__Texte étudié__.

↓

Alors que Madame Angela Merkel vient de remporter les élections en Allemagne et par la même occasion un 3ème passeport pour la Chancellerie et que l’on se demande s’il faut en pleurer, en rire ou s’en tamponner le coquillard car, pour nous, pauvres petits Espagnols, Merkel ou Steinbrück, ce serait sans doute bonnet blanc et blanc bonnet, le diablogueur se dispose à enfiler son déguisement d'économiste en herbe (et en rogne) et à serrer un peu plus les vis au système monétaire et financier que nous avons reçu en cadeau. Ouf! Quelle phrase! Pour ce faire et pour éclairer notre lanterne, je vais recourir à un certain Paul Grignon, artiste-peintre de profession et auteur en 2010 d'un documentaire au titre révélateur: l'argent dette. Dans ce film ô combien instructif et didactique, Paul Grignon nous raconte les origines et l'évolution de l'argent tel qu'on le connaît aujourd'hui et comment l'usure, qui était considérée à une certaine époque comme un crime passible des pires châtiments, est devenue une pratique tolérée, normalisée et finalement obligatoire. On nous explique aussi quel mystérieux subterfuge a permis à des particuliers (les banquiers) de prêter non plus de l'argent comptant et sonnant mais un vulgaire morceau de papier (un reçu ou du papier-argent).  Autre tour de passe-passe, les banquiers, pour pouvoir gagner toujours plus et plus, ont commencé à prêter davantage d'argent que celui dont il disposait dans leur coffre. Plus il prêtait d'argent, plus il en gagnait. À notre époque où l'argent est virtuel et s'est transformé en chiffres enregistrés dans des banques (de données), le subterfuge n'en est que plus facile. Voici le documentaire en question découpé en plusieurs morceaux pour une digestion plus facile.

↑

__Données à analyser__.
↓

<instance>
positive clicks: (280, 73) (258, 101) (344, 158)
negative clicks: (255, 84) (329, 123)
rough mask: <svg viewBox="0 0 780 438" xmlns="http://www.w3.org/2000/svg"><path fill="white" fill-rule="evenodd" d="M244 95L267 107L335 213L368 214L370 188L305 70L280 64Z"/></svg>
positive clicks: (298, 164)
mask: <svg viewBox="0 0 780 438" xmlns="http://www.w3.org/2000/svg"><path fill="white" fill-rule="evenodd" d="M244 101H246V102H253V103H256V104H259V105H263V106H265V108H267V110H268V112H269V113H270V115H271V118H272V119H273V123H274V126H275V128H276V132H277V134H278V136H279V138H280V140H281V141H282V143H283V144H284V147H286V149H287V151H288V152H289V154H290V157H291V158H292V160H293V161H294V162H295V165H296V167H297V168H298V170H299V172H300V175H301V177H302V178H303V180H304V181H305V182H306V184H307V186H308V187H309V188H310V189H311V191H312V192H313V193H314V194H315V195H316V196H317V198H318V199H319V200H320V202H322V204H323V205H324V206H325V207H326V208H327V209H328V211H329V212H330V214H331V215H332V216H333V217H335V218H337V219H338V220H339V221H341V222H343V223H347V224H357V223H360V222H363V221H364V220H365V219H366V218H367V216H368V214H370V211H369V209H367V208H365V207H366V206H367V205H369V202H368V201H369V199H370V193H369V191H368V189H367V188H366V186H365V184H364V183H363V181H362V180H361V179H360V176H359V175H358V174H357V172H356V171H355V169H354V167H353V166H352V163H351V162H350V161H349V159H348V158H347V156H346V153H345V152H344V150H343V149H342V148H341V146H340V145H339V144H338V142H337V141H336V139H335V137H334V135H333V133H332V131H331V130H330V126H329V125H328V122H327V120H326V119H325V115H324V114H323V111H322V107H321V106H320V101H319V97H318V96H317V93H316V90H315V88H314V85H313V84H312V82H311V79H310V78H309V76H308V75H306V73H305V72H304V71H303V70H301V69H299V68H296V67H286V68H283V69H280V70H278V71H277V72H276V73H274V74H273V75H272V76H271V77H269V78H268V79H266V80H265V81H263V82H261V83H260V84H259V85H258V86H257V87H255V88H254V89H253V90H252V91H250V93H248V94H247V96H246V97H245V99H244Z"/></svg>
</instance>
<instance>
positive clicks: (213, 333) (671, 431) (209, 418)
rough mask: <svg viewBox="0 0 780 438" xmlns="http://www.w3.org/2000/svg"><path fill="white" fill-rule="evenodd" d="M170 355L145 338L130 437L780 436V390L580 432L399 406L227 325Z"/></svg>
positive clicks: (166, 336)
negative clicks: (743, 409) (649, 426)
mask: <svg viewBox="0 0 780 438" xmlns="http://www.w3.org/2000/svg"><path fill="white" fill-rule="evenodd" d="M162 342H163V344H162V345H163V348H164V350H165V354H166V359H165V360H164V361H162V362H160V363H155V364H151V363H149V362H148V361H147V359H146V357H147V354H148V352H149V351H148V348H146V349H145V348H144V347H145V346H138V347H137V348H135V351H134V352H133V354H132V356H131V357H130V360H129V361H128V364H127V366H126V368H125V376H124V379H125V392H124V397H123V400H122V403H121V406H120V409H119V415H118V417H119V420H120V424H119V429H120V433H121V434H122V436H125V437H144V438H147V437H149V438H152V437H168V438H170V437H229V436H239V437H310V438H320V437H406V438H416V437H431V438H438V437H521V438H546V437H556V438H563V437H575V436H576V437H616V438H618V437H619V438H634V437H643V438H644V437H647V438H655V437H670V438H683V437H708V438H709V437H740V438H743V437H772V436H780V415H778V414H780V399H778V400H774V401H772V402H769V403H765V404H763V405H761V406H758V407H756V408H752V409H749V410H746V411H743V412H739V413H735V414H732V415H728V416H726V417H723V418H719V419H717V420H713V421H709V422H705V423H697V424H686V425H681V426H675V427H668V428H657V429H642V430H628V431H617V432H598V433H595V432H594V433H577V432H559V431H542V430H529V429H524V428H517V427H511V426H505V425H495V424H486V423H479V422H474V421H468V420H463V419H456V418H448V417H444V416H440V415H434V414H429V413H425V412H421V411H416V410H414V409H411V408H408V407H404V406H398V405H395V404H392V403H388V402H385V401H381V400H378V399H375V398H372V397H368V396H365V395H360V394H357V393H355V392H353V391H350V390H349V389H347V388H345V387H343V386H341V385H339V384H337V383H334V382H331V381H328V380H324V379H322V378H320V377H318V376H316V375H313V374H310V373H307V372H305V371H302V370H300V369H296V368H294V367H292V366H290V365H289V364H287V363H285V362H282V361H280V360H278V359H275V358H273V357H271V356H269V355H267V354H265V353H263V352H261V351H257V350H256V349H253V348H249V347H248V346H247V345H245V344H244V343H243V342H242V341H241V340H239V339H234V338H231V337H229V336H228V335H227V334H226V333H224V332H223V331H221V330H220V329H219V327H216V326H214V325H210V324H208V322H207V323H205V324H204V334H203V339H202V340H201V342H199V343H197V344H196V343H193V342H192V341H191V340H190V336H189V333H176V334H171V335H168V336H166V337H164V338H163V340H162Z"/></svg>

↑

__Consigne__.
Rédigez la suite du texte sur le documentaire « L'argent dette ». Commencez juste après sa dernière phrase.

__Votre réponse__.
Finalement le documentaire conclut sur une démonstration assez compliquée d'une des multiples dérives de ce système monétaire, la nécessité absolue d'un développement et une croissance en augmentation permanente sinon tout le système bat de l'aile apparemment. On comprend mieux maintenant pourquoi les politiques n'ont que ce mot à la bouche (la croissance) et aussi pour quelles étranges raisons une faible croissance ou un statu quo de l'économie ne sont pas de mise. Effectivement il faut créer des emplois ... mais aussi de l'argent! Le développement durable si rabâché par les politiques semble bien être le dernier des soucis.








Le documentaire peut être discutable et discuté mais il a l'intérêt de poser des questions troublantes. Comment est-il possible que le monde entier (particuliers, entreprises, états) puisse être endetté en même temps et pour des sommes aussi colossales? Comment peut-il y avoir autant d'argent à emprunter? Pourquoi les taux d'intérêts sont-ils étrangement si bas depuis déjà belle lurette? Pourquoi recevons-nous des cartes de crédit à gogo? Pourquoi les gouvernements dépensent-ils de façon aussi démentielle? Pourquoi les gouvernements choisissent-ils d'emprunter de l'argent aux banques privées avec intérêts quand ils pourraient créer tout l'argent qu'il leur faut sans intérêt? Comment un système monétaire fondé sur l'accélération perpétuelle de la croissance peut-il servir à construire une économie durable? Que faut-il changer pour créer une économie durable? Pourquoi les états ont-ils donné un tel pouvoir à des banques privées? Nous essaierons de répondre à cette dernière question dans la prochaine rubrique... En attendant pour ceux qui n'apprécient pas les découpures, voici l'émission en entier.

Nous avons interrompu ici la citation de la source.